Write out every line in the stretch from the start of the entries through the line that contains "(1033, 582)". Shift each coordinate in the answers by adding 57 to both of its numbers, and leave the pictures out.

Location labeling entries:
<<<<

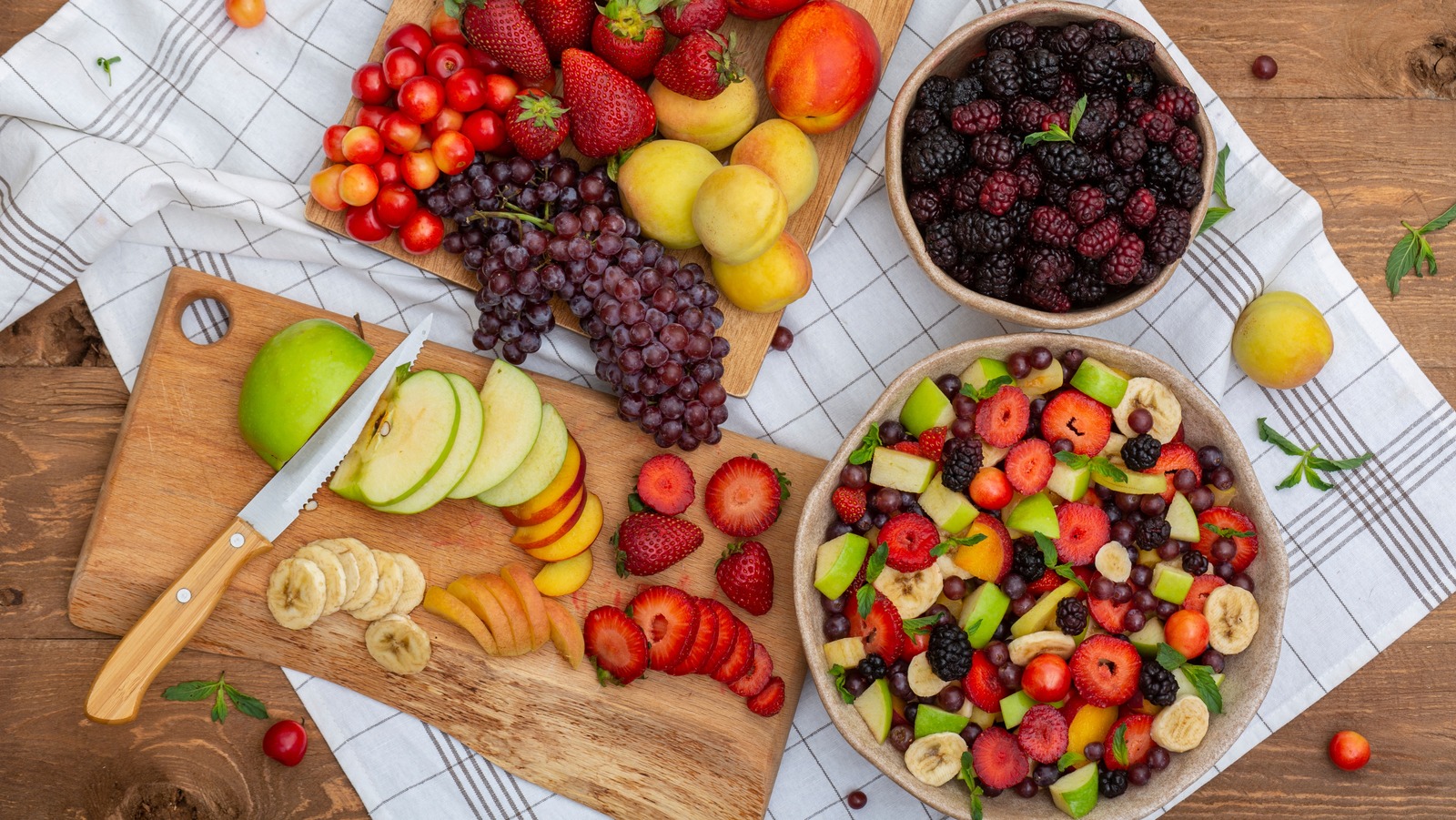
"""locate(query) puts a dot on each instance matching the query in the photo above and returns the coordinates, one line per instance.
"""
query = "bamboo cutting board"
(749, 332)
(664, 747)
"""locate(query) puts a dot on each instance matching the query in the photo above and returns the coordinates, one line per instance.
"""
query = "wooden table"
(1360, 116)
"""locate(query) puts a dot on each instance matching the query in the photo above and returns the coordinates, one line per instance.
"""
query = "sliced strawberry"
(1106, 670)
(1002, 420)
(997, 759)
(1028, 466)
(1229, 519)
(669, 619)
(1077, 419)
(616, 643)
(752, 682)
(909, 539)
(1043, 734)
(1084, 531)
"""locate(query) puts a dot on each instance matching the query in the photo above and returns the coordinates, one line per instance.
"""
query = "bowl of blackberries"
(1048, 165)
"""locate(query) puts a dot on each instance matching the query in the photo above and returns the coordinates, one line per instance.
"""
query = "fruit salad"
(1033, 582)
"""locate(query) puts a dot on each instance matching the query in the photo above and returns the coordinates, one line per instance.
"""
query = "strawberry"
(630, 36)
(666, 484)
(536, 124)
(746, 575)
(612, 113)
(648, 543)
(1106, 670)
(701, 66)
(502, 29)
(618, 645)
(743, 497)
(682, 18)
(669, 618)
(849, 502)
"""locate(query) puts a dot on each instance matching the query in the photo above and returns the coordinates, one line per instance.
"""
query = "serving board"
(747, 332)
(660, 747)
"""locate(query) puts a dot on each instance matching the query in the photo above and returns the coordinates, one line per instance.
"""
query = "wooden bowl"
(950, 58)
(1249, 673)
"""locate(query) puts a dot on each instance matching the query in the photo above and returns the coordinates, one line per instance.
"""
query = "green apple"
(837, 564)
(539, 468)
(513, 420)
(874, 705)
(463, 450)
(1036, 514)
(926, 408)
(900, 471)
(986, 606)
(404, 443)
(295, 382)
(1075, 793)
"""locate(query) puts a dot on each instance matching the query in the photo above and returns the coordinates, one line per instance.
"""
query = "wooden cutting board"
(747, 332)
(660, 747)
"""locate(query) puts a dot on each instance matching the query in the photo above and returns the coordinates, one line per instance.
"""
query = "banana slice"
(935, 759)
(334, 579)
(390, 579)
(1114, 562)
(1181, 727)
(1041, 643)
(296, 593)
(412, 584)
(910, 592)
(398, 644)
(924, 681)
(1234, 619)
(1154, 397)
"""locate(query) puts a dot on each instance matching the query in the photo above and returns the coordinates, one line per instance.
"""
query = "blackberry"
(1157, 683)
(960, 459)
(1072, 616)
(1140, 453)
(950, 653)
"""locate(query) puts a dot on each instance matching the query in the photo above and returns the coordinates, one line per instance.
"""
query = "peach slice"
(557, 495)
(455, 611)
(579, 538)
(565, 633)
(565, 577)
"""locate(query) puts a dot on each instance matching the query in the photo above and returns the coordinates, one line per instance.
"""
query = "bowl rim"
(1271, 596)
(895, 142)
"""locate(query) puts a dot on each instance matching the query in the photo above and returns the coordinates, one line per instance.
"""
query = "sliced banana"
(398, 644)
(1181, 727)
(1154, 397)
(1114, 562)
(935, 759)
(296, 593)
(412, 584)
(1041, 643)
(1234, 619)
(390, 579)
(910, 592)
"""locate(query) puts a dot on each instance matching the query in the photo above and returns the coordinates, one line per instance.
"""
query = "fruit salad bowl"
(1249, 669)
(1097, 302)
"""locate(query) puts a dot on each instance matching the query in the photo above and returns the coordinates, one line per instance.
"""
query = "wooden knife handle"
(169, 623)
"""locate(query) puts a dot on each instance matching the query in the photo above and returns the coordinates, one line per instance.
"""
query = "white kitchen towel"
(198, 155)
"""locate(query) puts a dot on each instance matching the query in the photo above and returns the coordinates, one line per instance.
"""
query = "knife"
(178, 613)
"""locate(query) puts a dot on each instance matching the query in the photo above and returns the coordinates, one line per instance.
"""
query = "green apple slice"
(513, 420)
(837, 564)
(539, 468)
(926, 408)
(404, 443)
(463, 450)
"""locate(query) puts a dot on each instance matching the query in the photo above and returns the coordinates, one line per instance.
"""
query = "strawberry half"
(1106, 670)
(618, 645)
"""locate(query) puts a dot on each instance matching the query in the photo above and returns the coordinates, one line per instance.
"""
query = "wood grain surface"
(747, 332)
(1360, 116)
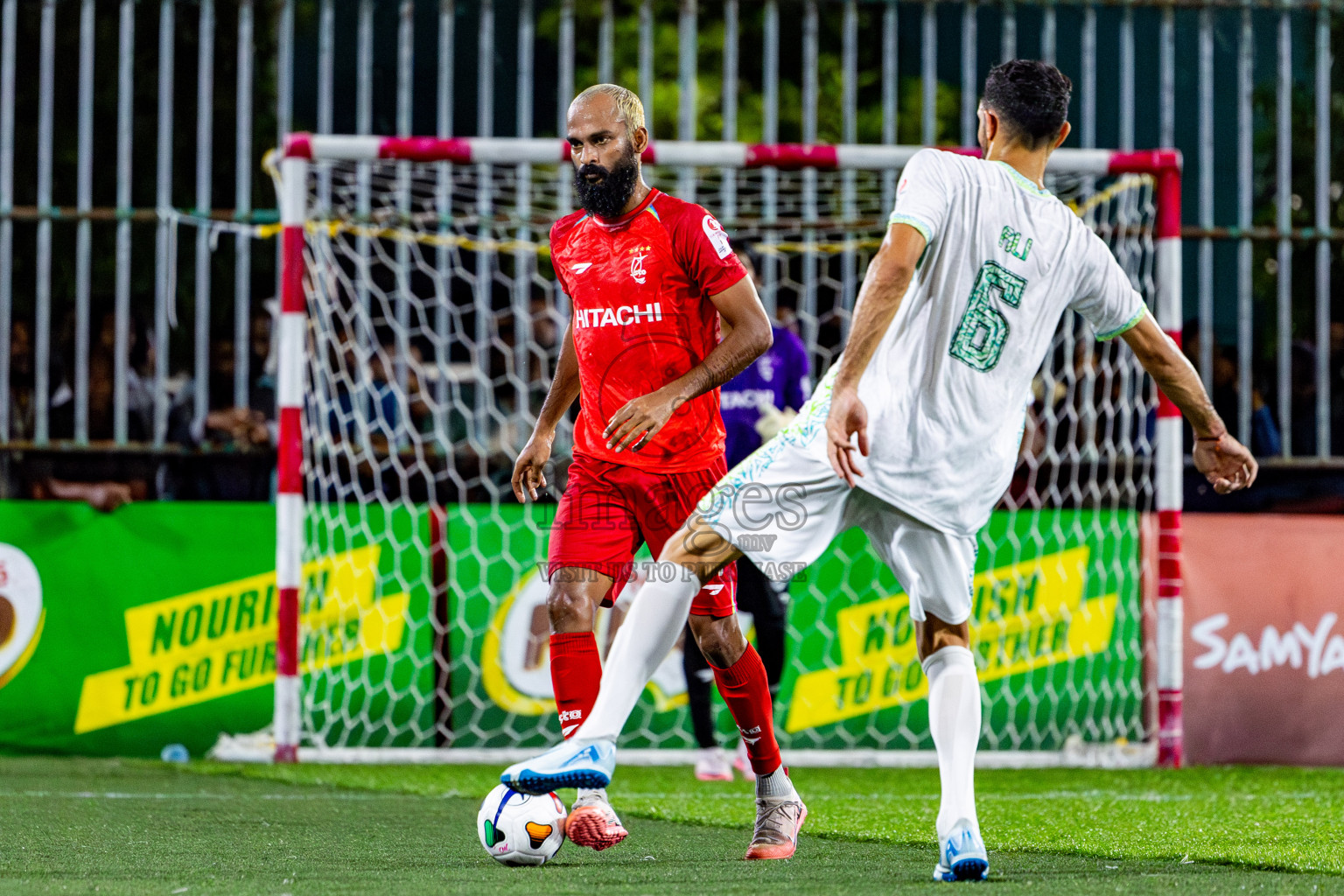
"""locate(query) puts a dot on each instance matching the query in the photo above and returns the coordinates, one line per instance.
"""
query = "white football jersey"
(948, 387)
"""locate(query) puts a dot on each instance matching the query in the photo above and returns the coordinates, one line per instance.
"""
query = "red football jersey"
(640, 289)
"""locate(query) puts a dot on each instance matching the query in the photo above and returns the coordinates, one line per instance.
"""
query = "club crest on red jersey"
(714, 230)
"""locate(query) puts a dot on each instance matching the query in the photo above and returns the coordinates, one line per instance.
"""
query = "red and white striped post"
(1170, 476)
(290, 468)
(1170, 459)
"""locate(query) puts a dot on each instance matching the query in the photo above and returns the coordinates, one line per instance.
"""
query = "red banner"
(1264, 639)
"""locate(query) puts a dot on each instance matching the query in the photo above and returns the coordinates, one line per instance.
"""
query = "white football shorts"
(784, 504)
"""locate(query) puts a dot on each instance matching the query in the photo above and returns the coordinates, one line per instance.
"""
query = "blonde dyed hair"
(628, 107)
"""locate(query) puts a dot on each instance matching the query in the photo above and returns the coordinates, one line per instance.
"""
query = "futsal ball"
(518, 830)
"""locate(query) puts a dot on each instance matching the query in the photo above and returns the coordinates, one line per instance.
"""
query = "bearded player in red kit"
(649, 277)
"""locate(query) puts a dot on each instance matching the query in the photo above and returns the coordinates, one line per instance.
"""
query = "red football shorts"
(608, 509)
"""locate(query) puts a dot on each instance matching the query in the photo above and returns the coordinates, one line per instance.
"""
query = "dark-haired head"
(1030, 101)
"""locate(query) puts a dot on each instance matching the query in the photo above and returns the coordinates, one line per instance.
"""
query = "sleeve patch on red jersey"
(714, 230)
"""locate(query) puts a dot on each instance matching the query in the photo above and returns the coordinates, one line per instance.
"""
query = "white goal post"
(416, 333)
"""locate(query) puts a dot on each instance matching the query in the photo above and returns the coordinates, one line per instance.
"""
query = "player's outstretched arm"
(885, 285)
(528, 472)
(1225, 462)
(747, 339)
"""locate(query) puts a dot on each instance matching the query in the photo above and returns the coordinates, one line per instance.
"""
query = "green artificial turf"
(107, 826)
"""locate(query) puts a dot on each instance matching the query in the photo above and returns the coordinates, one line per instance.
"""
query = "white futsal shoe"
(962, 855)
(567, 765)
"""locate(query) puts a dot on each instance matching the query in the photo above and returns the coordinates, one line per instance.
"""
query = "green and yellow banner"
(122, 633)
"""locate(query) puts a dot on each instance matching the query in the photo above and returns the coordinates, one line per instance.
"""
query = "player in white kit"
(913, 436)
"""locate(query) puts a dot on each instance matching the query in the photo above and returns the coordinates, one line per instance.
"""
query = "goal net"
(421, 332)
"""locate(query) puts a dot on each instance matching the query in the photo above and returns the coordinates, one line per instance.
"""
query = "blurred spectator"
(241, 436)
(1265, 433)
(105, 480)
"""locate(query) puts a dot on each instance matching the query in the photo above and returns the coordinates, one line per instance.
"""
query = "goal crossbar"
(301, 150)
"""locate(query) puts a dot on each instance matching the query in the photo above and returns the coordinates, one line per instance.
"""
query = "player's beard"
(608, 196)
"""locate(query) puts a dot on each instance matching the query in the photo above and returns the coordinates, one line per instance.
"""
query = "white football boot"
(567, 765)
(962, 855)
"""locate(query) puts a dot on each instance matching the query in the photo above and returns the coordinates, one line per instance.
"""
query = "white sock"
(642, 641)
(955, 722)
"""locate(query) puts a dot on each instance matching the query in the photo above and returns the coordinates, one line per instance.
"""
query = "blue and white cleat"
(962, 855)
(567, 765)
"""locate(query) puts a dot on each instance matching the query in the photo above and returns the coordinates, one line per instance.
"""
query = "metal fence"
(1246, 90)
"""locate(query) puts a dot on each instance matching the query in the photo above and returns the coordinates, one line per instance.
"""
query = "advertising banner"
(1264, 645)
(122, 633)
(1055, 626)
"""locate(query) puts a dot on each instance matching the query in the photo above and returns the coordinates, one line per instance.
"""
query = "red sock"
(746, 690)
(576, 676)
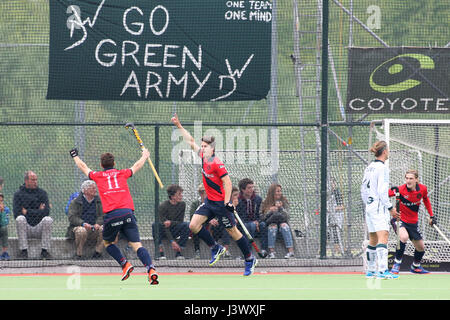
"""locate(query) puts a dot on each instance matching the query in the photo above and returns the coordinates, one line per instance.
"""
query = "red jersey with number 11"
(213, 170)
(113, 188)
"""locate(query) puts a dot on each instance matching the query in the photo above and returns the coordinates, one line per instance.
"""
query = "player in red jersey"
(118, 210)
(411, 194)
(218, 203)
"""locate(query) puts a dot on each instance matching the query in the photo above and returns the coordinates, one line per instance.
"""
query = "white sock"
(382, 257)
(371, 258)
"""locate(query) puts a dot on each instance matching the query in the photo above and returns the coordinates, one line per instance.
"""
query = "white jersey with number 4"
(374, 193)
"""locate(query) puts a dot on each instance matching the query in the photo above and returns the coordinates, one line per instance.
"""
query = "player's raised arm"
(80, 163)
(186, 135)
(140, 163)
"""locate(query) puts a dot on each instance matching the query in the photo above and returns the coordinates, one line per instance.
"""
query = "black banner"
(398, 80)
(173, 50)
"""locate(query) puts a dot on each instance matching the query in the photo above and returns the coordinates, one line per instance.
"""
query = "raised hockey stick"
(141, 144)
(250, 238)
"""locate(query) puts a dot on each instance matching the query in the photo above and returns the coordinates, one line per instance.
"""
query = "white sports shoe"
(386, 275)
(371, 274)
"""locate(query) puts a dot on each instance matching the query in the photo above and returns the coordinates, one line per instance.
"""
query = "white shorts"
(377, 217)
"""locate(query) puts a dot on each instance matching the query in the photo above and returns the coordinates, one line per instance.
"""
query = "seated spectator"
(85, 216)
(248, 208)
(72, 196)
(31, 210)
(275, 213)
(171, 223)
(4, 221)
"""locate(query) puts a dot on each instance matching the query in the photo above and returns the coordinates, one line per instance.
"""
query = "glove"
(229, 206)
(74, 152)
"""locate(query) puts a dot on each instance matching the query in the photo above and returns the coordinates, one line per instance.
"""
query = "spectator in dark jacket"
(86, 219)
(248, 208)
(171, 221)
(31, 210)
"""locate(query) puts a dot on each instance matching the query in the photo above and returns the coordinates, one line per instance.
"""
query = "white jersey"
(375, 185)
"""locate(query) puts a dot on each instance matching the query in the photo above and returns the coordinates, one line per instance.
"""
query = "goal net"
(423, 145)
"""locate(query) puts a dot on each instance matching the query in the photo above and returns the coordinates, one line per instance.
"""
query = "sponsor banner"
(172, 50)
(398, 80)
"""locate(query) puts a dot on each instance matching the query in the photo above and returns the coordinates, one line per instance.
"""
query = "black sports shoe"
(45, 254)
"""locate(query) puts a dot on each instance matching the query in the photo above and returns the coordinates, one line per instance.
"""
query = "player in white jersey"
(375, 195)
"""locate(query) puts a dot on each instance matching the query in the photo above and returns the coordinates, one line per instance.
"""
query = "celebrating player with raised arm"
(118, 209)
(374, 193)
(412, 193)
(218, 188)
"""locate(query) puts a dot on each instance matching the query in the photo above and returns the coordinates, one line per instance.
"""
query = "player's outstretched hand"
(176, 121)
(74, 152)
(145, 152)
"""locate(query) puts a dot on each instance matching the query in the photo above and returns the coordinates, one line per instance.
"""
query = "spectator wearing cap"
(86, 219)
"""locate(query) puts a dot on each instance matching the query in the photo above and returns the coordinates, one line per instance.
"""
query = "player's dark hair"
(414, 172)
(210, 140)
(173, 189)
(244, 183)
(107, 160)
(378, 148)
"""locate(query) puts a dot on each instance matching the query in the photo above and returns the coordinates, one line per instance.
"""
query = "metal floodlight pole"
(324, 132)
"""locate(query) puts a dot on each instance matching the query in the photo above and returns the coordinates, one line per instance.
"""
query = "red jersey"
(113, 188)
(213, 170)
(410, 202)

>>>>

SOLUTION FOR THIS TASK:
"""locate(query) puts a dot on each instance matching the query in the photo above and returns the coordinates, one line per instance.
"""
query = "bamboo cutting board"
(806, 389)
(721, 804)
"""locate(query) puts a dot on each instance matching the query in the photo above and returns the coordinates, one line per instance.
"""
query = "wooden table"
(1417, 173)
"""locate(query) puts a dot on each instance matching the query in the photo above and returns the coordinates, one line per instance.
"""
query = "sliced strawberry"
(1163, 727)
(1059, 477)
(1054, 816)
(1085, 523)
(1286, 576)
(726, 676)
(1134, 476)
(673, 700)
(809, 739)
(966, 596)
(1100, 791)
(1141, 588)
"""locate(query) puts a dot on each instance matching the query in the photo above and returns the coordinates, one line per instance.
"""
query = "bowl of blackberries"
(1105, 222)
"""locate(query) puts a dot on each instance matching the query in the photo above and returns the coordinates, one line per instance.
"""
query = "fruit salad"
(1090, 639)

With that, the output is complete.